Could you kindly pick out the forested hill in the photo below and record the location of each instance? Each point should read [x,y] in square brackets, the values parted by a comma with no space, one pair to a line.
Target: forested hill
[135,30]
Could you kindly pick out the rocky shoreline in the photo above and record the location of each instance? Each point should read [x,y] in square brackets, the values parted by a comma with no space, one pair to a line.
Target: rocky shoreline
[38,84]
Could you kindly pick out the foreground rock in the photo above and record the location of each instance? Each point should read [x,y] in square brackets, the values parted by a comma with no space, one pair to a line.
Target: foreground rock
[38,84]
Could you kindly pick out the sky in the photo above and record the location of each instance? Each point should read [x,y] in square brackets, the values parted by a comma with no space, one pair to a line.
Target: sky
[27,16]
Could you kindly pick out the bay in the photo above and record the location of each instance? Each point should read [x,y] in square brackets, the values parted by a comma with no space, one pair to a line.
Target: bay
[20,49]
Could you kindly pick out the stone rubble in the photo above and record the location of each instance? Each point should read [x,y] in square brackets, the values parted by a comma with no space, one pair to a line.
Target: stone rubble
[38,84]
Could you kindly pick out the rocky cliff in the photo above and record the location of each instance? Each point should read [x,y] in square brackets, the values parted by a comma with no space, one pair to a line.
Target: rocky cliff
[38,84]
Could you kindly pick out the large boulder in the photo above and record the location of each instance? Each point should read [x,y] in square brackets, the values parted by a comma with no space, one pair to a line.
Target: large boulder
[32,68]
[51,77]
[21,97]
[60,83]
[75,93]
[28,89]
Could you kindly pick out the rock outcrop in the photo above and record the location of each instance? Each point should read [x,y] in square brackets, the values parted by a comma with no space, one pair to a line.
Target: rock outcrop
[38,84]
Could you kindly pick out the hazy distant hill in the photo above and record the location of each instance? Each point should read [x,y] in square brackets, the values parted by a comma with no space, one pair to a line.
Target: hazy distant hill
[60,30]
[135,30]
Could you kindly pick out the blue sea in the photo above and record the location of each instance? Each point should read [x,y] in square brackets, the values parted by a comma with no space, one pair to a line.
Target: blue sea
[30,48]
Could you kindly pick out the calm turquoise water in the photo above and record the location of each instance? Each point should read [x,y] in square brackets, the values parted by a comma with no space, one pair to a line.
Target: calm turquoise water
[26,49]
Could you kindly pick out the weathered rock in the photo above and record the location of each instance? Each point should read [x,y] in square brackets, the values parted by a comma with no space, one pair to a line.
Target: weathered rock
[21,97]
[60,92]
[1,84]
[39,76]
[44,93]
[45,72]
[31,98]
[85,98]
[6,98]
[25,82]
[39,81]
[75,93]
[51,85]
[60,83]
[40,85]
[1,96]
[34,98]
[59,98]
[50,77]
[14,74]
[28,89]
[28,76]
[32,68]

--

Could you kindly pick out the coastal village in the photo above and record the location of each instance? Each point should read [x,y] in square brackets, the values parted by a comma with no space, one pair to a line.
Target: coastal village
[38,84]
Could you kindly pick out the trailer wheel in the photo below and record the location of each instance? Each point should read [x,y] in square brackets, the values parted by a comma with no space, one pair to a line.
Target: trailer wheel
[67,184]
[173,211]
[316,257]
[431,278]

* * *

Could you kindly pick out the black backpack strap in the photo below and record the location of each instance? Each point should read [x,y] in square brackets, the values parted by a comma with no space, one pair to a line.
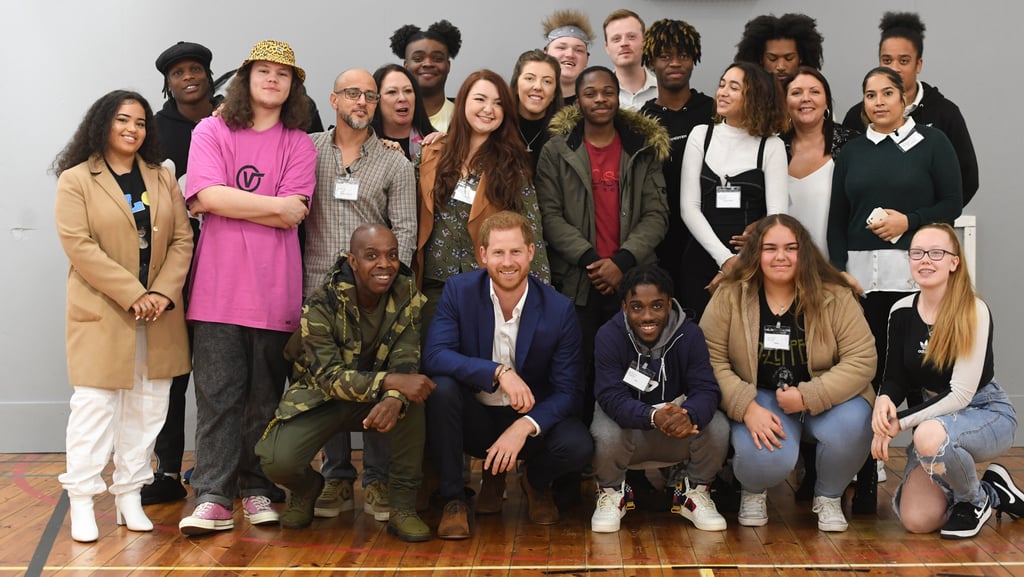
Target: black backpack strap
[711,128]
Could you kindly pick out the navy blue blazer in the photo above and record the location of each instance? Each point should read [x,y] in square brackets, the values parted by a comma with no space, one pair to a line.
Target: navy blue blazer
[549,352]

→ ABOUT THIS EXERCISE: Return exactly, and only, the lines above starting at the line that contains "Could you kindly pick out the calm" and ending at the line that contains "Could you kindly pick out the weathered".

→ WRITTEN ANSWER:
Could you kindly pick out the calm turquoise water in the photo above and record the location of each instance? Each point should read [x,y] in square brackets, the values parted by a comma with no space, one pair to a line.
Target: calm turquoise water
[26,49]
Could you kindly pick out the weathered rock in the photo above and record the location of each instance? Each point should read [x,y] in square brackets, the values parted by a comma with no space, one pair to a line.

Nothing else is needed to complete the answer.